> [ESERCIZIO SCRITTO A]: Riporta ogni riga delle voci qui sotto che contiene la parola "spinning".

Repubblica 5.6.8
Frontiera Ungheria - Serbia
di Andrea Tarquini
I
container blu a tetto bianco sono allineati come le baracche di
Birkenau tra le due barriere parallele di filo spinato alte 4 metri con
lame di rasoio che per 170 chilometri di confine con la Serbia blindano
l’Ungheria dal terrore dei migranti. Container metallici per i dannati
della terra, muori di caldo d’estate e geli d’inverno. Lame di rasoio
taglientissime, se un bimbo prova a passare può perdere la vista o i
connotati. Ovunque telecamere e sensori, pattuglie di commandos sugli
Hummer o di auto della polizia. Ovunque arcigni militari e agenti in
uniforme mimetica o divisa blu, occhiali a specchio, pistola mitra o
manganello in pugno.
Controllandoti il passaporto, hanno lo
sguardo ostile dei Vopos tedesco-orientali nella Guerra fredda. C’era
una volta il socialismo reale, oggi eccovi il sovranismo reale, visto
sul terreno. Mentre radiotv pubblica e media quasi tutti “
(sintonizzati,
citazione di Goebbels) esultano per la vittoria dello xenofobo
pregiudicato Janez Jansa in Slovenia, pare sponsorizzata da oligarchi
magiari amici del premier, mandano in onda reportage di immaginari
stupri quotidiani di donne bianche da parte di migranti a Stoccolma
Berlino o Parigi e ricordano in lutto il Trattato di Trianon.
Quando
l’Ungheria perse parti enormi del suo territorio, ma abitate da molti
slovacchi, romeni, serbi. Come se Angela Merkel urlasse per i territori
perduti dalla Germania dopo l’8 maggio 1945. Benvenuti in Ungheria: il
carismatico premier Viktor Orbán si sta trasformando in leader europeo
della destra sovranista xenofoba aiutata da Vladimir Putin.

> [ELENCO DELLE VOCI]:

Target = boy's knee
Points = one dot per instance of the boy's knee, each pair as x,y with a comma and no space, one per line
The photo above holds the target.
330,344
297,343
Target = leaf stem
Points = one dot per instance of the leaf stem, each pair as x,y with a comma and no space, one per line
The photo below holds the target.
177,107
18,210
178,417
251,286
...
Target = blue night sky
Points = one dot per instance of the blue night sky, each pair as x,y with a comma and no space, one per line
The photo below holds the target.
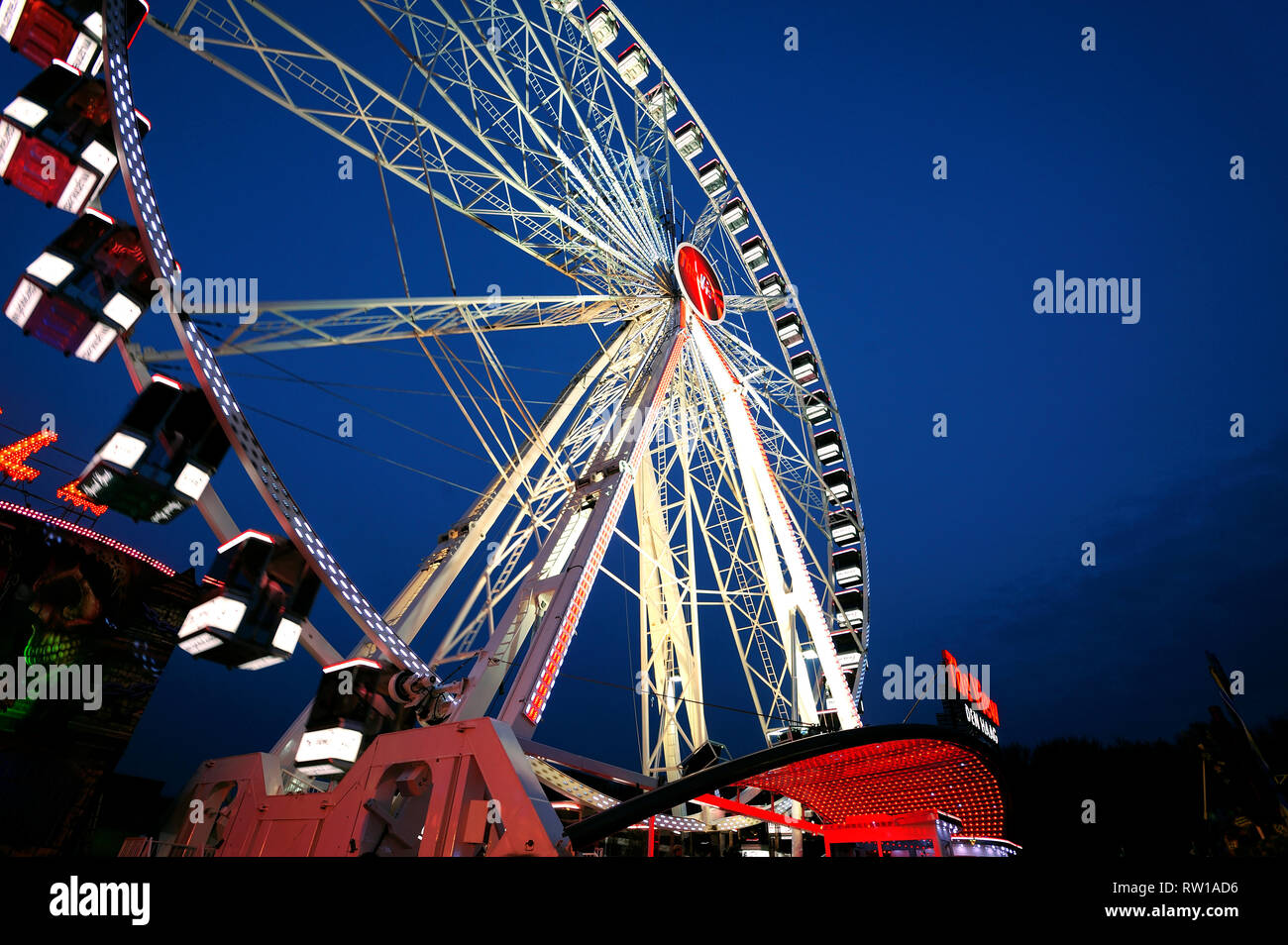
* * *
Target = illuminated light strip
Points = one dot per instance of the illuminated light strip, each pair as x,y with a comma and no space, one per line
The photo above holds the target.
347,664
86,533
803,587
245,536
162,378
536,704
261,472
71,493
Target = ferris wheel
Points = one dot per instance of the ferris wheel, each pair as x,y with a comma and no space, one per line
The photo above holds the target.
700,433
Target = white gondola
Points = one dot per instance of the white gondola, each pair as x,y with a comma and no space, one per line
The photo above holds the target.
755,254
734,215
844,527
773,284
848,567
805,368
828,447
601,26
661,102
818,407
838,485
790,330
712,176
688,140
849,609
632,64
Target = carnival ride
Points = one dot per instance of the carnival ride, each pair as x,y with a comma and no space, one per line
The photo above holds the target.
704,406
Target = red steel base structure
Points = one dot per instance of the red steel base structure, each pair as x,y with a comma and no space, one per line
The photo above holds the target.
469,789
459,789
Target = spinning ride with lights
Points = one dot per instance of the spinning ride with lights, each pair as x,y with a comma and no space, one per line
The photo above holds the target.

> [ESERCIZIO SCRITTO B]: Estendi l'articolo sulla frontiera tra Ungheria e Serbia con un seguito che parta subito dopo la sua ultima frase.

> [RISULTATO FINALE A]:
Target = spinning ride with lights
Points = one dot per instance of the spinning ride with lights, each pair as x,y with a comma and no space, one per line

> [RISULTATO FINALE B]:
Media
in mano al governo o ai suoi oligarchi, media critici chiusi, soldi a
palate nei villaggi per conquistare voti. Aiuti indiretti all’amico
Jansa, fondi europei spesi per la propaganda: 3,9 milioni per la
campagna contro il tycoon di origini ebree George Soros, 3,8 contro
l’Alto commissariato Onu per i rifugiati, 23 per convincere che la
frontiera blindata è indispensabile, «perché siamo sotto attacco».
Creare
paura dei migranti e della Ue per profilarsi come grande difensore,
ecco la ricetta orbánista per l’Europa intera, mi spiega un professore
universitario che preferisce l’anonimato: qui si fa presto a perdere il
lavoro.
Nuove leggi puniscono con multe divieti e fino a un anno di carcere le ong che aiutano i migranti. La parola «esule» è vietata.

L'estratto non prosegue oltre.